SELECTED TEXT:
◇ ◇ ◇ ◇
I've learned more about kernel booting than I expected ;-)



Comment 76 Andy Burns 2005-12-20 20:31:52 UTC
OK, after getting it working I decided to see if today's rawhide would break it
again ...

yum updated mkinitrd from 5.0.10-1 to 5.0.15-1
then yum updatd kernel from 2.6.14-1.1770_FC5smp to 2.6.14-1.1776_FC5smp

I assume updateing the kernel builds a new initrd rather than installing a
standard one?

Either way, with the new kernel the machine is back to panicing again as the
arrays *ARE* being seen as /dev/md_d0 and md_d1 instead of /dev/md0 and md1

<panto>He's behind you :-)</panto>


Comment 77 Peter Jones 2005-12-20 21:04:10 UTC
> the original init has "insmod /lib/raid1" and "raidautorun /dev/md1"
> statements the regenerated init has neither

This indicates that the root filesystem wasn't mounted on the raid...  If you
run mkinitrd with -v, what's the output say?

> coudl the fact that I ran the nkinitrd inside a chrooted rescue environment,
> rather than a "proper" config e.g. with an older kernel have influenced what
> got added to the init script? I'm just going to re-cpio and re-gzip a tweaked
> initrd and see what I can achieve ...

Yeah, that could make a big difference if the rescue image doesn't have the same
fstab, /dev/root, etc set up, or if /sys/block somehow came out significantly
different.  In which case this is a problem with the rescue environment's setup.

Comment 78 Andy Burns 2005-12-20 21:18:37 UTC
> This indicates that the root filesystem wasn't mounted on the raid...  
> If you run mkinitrd with -v, what's the output say?

Can't say, that incarnation of the machine is long gone ;-)
◇ ◇ ◇ ◇
SET TASKS:
a: Answer these questions about the kernel booting comments, one answer a line, marked to match:
(i) To which version was mkinitrd updated?
(ii) Under which device names are the arrays being seen with the new kernel?
(iii) Which option does Peter Jones suggest running mkinitrd with?
b: Please gather every line of the records that holds the string "straw".
The records are unrelated to the text.

PROVIDED DATA:
◇ ◇ ◇ ◇
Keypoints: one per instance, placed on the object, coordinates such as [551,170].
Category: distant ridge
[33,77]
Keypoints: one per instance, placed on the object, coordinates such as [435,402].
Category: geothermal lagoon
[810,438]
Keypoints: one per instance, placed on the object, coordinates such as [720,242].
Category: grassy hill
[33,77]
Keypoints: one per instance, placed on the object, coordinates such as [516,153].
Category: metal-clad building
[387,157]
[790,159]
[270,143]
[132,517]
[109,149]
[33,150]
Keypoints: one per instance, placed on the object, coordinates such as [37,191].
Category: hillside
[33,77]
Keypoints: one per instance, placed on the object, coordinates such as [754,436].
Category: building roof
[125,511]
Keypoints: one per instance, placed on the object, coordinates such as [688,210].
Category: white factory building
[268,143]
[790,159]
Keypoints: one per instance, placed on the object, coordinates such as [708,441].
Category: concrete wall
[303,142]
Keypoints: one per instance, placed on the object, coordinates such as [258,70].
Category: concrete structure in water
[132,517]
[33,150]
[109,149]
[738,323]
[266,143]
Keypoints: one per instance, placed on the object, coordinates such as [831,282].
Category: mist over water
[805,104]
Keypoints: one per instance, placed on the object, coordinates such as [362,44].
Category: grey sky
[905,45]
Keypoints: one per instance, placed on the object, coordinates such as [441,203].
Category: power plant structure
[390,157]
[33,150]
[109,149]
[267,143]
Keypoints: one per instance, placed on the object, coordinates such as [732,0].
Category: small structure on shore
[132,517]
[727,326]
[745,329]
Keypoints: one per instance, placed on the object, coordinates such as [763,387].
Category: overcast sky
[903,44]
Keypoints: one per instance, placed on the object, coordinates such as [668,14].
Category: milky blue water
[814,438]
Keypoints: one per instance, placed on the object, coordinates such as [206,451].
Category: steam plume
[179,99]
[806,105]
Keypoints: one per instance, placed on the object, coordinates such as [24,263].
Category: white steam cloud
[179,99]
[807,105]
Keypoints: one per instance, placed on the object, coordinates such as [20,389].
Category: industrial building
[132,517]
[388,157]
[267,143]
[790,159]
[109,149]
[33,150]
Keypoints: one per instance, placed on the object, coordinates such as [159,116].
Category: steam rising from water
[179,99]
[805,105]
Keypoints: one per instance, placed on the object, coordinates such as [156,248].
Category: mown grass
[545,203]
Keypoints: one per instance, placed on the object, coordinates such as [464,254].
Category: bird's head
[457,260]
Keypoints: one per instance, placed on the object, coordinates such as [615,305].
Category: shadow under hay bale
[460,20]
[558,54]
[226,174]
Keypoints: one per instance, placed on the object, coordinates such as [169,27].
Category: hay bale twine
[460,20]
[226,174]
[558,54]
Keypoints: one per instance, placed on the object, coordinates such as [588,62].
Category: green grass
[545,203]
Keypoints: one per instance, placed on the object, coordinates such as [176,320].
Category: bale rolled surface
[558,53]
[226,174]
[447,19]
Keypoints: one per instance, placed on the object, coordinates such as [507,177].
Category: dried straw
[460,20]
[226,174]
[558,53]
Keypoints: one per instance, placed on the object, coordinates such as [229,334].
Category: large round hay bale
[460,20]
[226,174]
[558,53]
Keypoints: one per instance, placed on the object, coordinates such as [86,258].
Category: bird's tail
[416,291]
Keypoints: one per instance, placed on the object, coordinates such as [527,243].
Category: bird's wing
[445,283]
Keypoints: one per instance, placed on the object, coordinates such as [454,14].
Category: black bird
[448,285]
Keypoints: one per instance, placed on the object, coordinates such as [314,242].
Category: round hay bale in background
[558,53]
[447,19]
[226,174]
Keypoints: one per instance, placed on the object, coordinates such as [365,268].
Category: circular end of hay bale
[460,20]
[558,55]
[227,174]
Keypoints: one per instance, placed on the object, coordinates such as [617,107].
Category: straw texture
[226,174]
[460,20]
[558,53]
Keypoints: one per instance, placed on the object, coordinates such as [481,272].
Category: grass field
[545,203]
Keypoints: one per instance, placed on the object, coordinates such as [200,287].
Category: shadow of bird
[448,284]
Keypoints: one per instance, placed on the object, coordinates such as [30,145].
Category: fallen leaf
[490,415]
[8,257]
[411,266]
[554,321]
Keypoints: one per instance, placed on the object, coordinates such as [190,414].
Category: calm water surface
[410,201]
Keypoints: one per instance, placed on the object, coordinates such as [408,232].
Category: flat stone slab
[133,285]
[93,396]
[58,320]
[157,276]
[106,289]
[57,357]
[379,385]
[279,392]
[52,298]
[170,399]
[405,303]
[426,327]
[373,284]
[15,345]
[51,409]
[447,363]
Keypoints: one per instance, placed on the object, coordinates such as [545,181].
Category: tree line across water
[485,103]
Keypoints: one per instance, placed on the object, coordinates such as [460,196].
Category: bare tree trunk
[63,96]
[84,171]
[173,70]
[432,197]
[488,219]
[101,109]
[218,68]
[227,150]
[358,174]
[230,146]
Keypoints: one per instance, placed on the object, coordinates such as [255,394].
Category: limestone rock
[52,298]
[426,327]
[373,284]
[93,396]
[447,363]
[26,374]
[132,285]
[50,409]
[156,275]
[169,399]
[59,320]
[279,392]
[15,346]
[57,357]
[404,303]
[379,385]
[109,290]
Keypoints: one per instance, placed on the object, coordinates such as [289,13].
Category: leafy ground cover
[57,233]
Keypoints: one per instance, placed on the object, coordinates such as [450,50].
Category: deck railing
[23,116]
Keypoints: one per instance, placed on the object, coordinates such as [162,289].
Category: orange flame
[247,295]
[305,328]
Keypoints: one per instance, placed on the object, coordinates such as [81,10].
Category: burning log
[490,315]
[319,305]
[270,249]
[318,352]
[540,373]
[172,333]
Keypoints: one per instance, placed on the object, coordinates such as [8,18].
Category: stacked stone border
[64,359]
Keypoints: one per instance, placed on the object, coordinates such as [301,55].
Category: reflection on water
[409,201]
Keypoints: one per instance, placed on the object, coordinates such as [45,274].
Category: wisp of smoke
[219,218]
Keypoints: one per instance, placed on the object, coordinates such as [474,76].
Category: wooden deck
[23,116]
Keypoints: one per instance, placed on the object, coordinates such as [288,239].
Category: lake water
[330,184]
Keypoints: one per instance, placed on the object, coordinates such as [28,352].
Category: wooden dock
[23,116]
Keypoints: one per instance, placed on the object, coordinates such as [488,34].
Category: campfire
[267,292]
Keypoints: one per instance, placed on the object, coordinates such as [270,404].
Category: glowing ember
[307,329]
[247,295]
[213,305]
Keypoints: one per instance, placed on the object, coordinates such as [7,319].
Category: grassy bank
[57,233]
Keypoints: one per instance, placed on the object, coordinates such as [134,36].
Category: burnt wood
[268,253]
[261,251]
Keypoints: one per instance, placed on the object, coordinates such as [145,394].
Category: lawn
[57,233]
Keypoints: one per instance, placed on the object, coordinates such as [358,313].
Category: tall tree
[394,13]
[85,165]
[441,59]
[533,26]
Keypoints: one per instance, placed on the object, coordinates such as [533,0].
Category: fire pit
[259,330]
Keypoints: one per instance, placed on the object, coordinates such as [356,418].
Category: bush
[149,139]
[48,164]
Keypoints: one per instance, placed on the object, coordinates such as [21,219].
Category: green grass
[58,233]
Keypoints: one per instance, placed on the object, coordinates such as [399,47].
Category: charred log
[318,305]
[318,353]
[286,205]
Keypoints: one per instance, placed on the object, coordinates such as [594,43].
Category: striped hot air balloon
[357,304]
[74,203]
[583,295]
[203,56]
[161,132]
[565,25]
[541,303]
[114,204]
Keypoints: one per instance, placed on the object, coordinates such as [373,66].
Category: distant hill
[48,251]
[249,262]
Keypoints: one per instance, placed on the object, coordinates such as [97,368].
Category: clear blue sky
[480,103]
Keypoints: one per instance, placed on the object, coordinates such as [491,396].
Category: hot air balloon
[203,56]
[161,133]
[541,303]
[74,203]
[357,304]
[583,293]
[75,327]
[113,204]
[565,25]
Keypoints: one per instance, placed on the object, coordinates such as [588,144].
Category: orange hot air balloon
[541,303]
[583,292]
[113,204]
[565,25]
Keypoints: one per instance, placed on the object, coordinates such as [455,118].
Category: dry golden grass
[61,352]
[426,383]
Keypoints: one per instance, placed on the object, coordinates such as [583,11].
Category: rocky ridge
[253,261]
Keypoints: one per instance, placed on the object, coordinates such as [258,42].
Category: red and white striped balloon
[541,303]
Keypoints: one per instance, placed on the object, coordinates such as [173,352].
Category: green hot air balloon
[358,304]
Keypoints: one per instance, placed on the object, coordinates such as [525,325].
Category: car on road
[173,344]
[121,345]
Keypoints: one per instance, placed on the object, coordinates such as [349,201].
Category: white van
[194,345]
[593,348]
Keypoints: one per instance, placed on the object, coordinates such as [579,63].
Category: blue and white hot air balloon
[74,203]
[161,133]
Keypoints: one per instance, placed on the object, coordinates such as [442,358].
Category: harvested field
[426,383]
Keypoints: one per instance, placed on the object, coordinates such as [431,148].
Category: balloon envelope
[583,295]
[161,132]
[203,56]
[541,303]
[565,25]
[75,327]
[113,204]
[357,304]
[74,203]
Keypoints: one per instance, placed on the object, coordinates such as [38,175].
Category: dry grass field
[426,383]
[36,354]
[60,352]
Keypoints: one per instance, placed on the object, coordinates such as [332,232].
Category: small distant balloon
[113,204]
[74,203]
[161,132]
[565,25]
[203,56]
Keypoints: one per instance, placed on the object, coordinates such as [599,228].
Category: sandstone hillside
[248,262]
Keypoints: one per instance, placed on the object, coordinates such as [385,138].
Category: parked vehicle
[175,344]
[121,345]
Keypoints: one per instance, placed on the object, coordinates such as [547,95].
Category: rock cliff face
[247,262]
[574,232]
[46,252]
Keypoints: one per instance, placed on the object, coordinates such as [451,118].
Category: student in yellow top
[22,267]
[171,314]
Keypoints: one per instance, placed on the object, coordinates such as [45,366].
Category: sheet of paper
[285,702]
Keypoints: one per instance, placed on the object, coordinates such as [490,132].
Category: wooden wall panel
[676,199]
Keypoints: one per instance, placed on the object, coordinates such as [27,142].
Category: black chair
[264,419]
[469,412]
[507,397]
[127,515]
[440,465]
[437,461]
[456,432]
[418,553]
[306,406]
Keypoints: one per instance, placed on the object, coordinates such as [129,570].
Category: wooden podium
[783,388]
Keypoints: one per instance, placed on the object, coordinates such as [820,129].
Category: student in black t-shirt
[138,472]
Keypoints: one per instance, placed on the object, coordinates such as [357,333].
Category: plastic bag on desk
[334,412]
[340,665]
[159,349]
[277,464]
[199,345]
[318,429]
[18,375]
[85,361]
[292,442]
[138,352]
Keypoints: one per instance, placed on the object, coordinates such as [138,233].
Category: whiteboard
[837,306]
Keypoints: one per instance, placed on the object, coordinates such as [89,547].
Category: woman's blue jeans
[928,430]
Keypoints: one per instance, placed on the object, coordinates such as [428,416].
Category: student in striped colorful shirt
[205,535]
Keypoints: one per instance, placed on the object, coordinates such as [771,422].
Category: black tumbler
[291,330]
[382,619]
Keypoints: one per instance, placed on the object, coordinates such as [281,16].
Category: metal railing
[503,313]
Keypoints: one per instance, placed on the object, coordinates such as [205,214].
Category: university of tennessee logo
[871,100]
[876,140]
◇ ◇ ◇ ◇
EXERCISE RESPONSES:
a:
(i) 5.0.15-1
(ii) /dev/md_d0 and md_d1
(iii) -v

b:
Category: dried straw
Category: straw texture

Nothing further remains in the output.